Extract:
◆ ◆ ◆
So it’s not surprising that when Doug Johnson joined the Floyd County Chapter of the Izaak Walton League in 2015, it was because of their clean water projects. Johnson wanted his engagement with the League to be an extension of his career.

The Floyd County Chapter is located in Charles City, Iowa, which sits directly on the Cedar River, putting it squarely in the middle of the 35,000-acre watershed Johnson is responsible for. And when the League’s Nitrate Watch launched in early 2023, offering an easy way for clean water advocates to monitor streams for nitrate pollution, Johnson quickly signed up. He pledged to take action on his findings by communicating the testing results to local organizations and media.

Starting a Nitrate Watch team

Johnson made good on that promise right away. He raised the idea at a chapter meeting, inviting others to help monitor local waterways for nitrate, which is a carcinogen that forms in water when chemical nitrogen fertilizer and manure wash off agricultural fields.

As an experienced team leader, Johnson scoped out potential monitoring sites and verified that there was safe access to the water; the volunteers, most of whom were brand-new to water quality monitoring, just had to pick which sites they wanted. Johnson had also created a schedule for monitoring at the same time every month.

Soon, the team was gathering testing data, and Johnson entered each measurement into the League’s Clean Water Hub on behalf of the Chapter. Once the data is in the Hub, it’s available to the public, researchers and government agencies. But Johnson went one step further by actively bringing the findings back to the chapter. The data provided a window into local water quality and connected the chapter to a national effort to monitor and advocate for clean water.

Johnson’s team hasn’t yet found any alarming nitrate levels in their streams. That’s good news, because all the streams they’re monitoring contribute to the drinking water supplies for Cedar Rapids, a city of over 130,000 people. As a seasoned natural resources professional, though, Johnson is thinking about the reasons for the low nitrate levels and looking ahead to potential trouble.

Ready for action

When we talked in late February, Johnson knew that peaks of nitrate pollution tend to arrive in the spring, when farmers put down fresh fertilizer and rains wash all kinds of contaminants off the land. He also knew there was a lot of old fertilizer sitting on the soil, waiting to be washed away when Iowa’s ongoing drought finally ends.
◆ ◆ ◆
What is required: Write the next few paragraphs of the article about Doug Johnson's Nitrate Watch team, picking up right after its last sentence.

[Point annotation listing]
◆ ◆ ◆
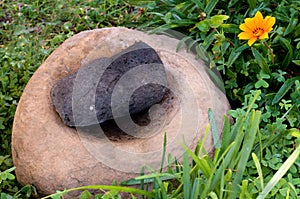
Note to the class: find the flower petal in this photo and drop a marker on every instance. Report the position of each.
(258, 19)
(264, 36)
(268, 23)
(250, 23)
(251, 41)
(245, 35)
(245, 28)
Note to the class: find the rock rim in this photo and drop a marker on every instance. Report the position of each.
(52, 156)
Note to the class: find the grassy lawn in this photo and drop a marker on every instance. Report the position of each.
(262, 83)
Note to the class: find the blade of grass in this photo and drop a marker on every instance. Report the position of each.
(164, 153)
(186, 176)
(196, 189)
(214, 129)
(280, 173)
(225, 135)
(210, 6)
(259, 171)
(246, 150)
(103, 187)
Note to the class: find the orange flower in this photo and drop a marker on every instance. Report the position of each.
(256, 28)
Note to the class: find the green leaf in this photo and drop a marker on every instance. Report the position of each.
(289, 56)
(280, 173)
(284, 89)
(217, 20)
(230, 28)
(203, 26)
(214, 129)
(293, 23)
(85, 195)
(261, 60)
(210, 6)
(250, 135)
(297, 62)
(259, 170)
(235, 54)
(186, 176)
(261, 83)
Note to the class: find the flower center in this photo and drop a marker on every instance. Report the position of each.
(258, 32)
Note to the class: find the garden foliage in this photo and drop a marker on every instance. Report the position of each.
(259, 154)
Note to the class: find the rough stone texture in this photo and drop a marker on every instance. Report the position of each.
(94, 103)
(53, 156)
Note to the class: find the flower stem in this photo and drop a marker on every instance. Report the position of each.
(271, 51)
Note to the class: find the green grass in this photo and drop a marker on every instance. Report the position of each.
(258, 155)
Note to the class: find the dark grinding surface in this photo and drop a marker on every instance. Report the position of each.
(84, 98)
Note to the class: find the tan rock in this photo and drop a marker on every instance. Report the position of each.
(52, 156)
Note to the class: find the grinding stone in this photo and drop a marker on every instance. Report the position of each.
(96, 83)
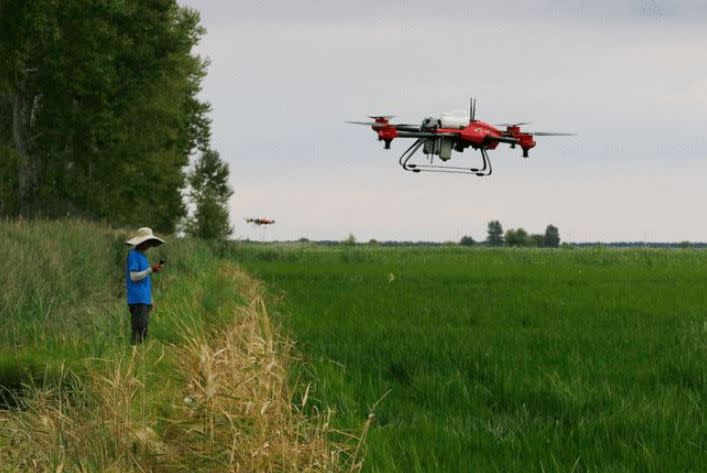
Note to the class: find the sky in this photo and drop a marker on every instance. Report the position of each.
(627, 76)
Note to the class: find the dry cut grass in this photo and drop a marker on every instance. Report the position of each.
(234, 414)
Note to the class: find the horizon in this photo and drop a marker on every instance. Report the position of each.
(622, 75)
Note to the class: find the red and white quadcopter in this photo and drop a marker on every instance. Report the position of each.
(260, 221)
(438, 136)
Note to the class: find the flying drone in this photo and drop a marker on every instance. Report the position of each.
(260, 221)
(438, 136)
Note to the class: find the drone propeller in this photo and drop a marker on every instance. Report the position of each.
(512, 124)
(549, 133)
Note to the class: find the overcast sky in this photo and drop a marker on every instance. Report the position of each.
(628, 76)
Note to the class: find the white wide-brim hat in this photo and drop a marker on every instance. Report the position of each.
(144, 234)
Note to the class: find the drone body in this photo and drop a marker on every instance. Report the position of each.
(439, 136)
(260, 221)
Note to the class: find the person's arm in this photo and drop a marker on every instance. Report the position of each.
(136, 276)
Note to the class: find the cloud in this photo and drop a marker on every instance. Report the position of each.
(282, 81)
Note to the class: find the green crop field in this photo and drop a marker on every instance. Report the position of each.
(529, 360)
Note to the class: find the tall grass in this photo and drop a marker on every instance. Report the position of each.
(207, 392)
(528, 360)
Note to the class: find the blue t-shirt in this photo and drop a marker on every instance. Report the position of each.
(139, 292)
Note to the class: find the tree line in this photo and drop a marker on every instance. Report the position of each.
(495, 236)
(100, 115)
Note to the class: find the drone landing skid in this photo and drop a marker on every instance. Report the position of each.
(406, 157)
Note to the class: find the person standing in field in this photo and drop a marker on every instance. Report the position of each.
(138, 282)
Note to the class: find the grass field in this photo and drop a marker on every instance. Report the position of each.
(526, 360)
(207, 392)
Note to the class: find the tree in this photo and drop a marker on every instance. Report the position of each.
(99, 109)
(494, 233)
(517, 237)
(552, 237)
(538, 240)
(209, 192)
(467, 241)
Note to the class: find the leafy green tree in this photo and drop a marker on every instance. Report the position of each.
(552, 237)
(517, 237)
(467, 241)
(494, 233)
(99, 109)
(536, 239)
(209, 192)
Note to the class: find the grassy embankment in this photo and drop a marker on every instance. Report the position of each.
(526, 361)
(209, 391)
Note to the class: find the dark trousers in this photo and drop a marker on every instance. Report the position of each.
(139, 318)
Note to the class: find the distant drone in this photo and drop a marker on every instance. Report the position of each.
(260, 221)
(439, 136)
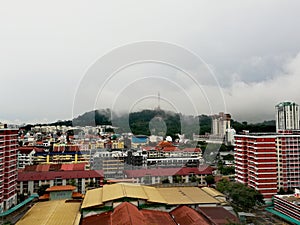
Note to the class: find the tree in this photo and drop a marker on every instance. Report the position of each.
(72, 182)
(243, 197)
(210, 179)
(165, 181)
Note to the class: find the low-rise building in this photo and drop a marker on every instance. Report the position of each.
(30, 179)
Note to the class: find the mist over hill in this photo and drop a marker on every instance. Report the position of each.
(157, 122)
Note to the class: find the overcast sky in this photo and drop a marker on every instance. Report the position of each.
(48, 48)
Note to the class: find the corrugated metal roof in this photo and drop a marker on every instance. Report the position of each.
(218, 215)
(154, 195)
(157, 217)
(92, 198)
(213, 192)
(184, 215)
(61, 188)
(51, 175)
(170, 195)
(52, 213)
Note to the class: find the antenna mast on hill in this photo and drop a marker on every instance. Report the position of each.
◆ ◆ ◆
Task answer:
If heavy rains return this year, Johnson reasoned, a double dose of nitrogen will get flushed through tile lines and into streams, spiking nitrate in waterways to levels well above what’s considered safe. If rainfall is about average, the much-needed precipitation will replenish moisture in the dry soil, and fertilizer will mostly stay put. And if the drought persists, nitrogen will continue to accumulate on fields, setting up an increasingly dangerous situation when the rain finally comes.

Johnson is ready for that too. When his team members start texting him test results with abnormally high nitrogen readings, he’ll activate the other half of his original pledge: alerting local media about the problem. He knows how to contact the key newspapers and radio stations in his region.

Volunteers contribute to science

After 40 years working as a professional for the organizations officially tasked with monitoring and protecting water quality, why organize volunteers for a community science project? Because volunteers can do science just as well as professionals can, Johnson replied. And because when they do, they free up professionals’ time for tasks that really require specialized resources and training. With those extra hours—and with the intel flowing in from volunteer monitors—agency staff can zero in on problems and resolve underlying causes.

“That local water monitoring…” Johnson said thoughtfully, “…can lead to focused technical and financial assistance to the smaller watersheds that show the greatest need.”

Johnson is well aware of the nitrogen pollution crisis in Des Moines, which sits west of Cedar Rapids in a different watershed. He didn’t want his community to have to take on the same battle of addressing the source of the pollution when the drinking water was already so contaminated that ratepayers had to put up the money to install specialized filtration equipment. He wanted to get ahead of the problem.

Nitrate pollution is a nationwide problem, and League staff are prepared to assist volunteers anywhere with monitoring and advocacy.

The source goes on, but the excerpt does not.